> [Required tasks]:
**1)** According to the Iran nuclear deal report, where was President Obama traveling when Josh Earnest spoke to reporters?
**2)** Please pick up the Iran nuclear deal report after its final sentence and keep writing it.

> [Source passage]:
★ ★ ★ ★ ★
White House spokesman Josh Earnest late Thursday took “significant exception” to elements of a think tank report saying the Obama administration and other western powers provided “secret exceptions” in the nuclear deal allow Iran to meet an implementation deadline.
“You won’t be surprised to hear me say that we obviously take significant exception to some of the details that are included in the report,” Earnest told reporters traveling with President Obama to Midway Atoll for the designation of the largest marine monument in the world.
Earnest said the U.S and its western allies negotiating the deal with Tehran never set a concrete implementation deadline in the July nuclear agreement.
“The implementation deadline was not codified in that July agreement,” Earnest said. The timing was instead “driven by the ability of the [International Atomic Energy Agency] to verify that Iran had completed the steps that they promised to take.”
“The steps they promised to take were very clearly laid out and there were independent, international experts who were given unprecedented access to Iran’s nuclear facilities to verify that they had lived up to their commitments,” he continued.
He said the report by the independent Washington-based Institute for Science and International Security was misinformation and more sour grapes from critics.
Before the agreement went into effect, critics said Iran would never go along with the deal, then shifted to saying Iran would never live up to the commitments that they made, he said.
“They are wrong about that. The IAEA has been able to verify their compliance with the agreement,” he said.
“So the truth is, time and time again, our critics have tried to tear down this agreement, but the facts are simply not on their side when they make this argument,” he concluded. “And the report that we’ve seen and the rhetoric that it has prompted is entirely consistent with the failure of critics of the deal to tear it down.”
★ ★ ★ ★ ★
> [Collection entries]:
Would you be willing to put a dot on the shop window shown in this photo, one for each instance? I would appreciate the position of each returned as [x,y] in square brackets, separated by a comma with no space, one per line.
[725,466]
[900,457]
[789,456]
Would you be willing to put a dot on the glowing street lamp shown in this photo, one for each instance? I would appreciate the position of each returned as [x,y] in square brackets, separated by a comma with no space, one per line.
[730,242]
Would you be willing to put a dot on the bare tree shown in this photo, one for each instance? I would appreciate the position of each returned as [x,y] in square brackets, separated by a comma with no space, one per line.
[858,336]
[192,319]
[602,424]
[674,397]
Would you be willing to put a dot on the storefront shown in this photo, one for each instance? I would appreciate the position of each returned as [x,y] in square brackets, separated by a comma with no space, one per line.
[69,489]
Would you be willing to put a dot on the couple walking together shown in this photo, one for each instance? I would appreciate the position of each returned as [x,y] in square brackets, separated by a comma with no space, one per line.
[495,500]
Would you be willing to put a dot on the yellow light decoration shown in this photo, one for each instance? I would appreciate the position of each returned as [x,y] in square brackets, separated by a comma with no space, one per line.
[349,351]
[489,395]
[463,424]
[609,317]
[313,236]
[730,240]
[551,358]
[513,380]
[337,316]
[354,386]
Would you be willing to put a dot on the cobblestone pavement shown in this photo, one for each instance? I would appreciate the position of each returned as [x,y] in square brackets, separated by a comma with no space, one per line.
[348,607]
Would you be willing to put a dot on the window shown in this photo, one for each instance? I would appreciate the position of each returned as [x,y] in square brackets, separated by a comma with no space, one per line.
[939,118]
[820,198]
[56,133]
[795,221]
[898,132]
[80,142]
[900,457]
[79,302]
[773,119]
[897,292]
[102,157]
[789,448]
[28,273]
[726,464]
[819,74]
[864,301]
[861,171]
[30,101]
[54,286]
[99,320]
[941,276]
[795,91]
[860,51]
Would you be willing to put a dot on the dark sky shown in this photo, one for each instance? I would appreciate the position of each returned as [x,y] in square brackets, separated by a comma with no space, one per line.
★ ★ ★ ★ ★
> [List of answers]:
**1)** To Midway Atoll, for the designation of the largest marine monument in the world.

**2)**
Earlier in the day, the White House seemed to focus its attention on the report’s claim that the exemptions from key aspects of the nuclear agreement were “secret.”
A White House official acknowledged that a Joint Commission in charge of overseeing the nuclear deal’s implementation met regularly to “consult and provide guidance.”
“This is not secret — the Joint Commission and its role in addressing implementation, have been publicly announced and reported, and the administration has briefed Congress frequently and comprehensively on all of the Joint Commission’s work,” the official told the Washington Examiner in an emailed statement.
Reuters reported the Institute’s findings and said they were based on information provided by several anonymous officials of governments involved in the negotiations. The group’s president, David Albright, is a former U.N. weapons inspector and co-author of the report.
The exemptions, the report states, included two that allowed Iran to exceed limits laid out in the nuclear agreement on how much low-enriched uranium it can maintain in its nuclear facilities. A joint commission created to oversee the deal’s implementation approved the exemptions.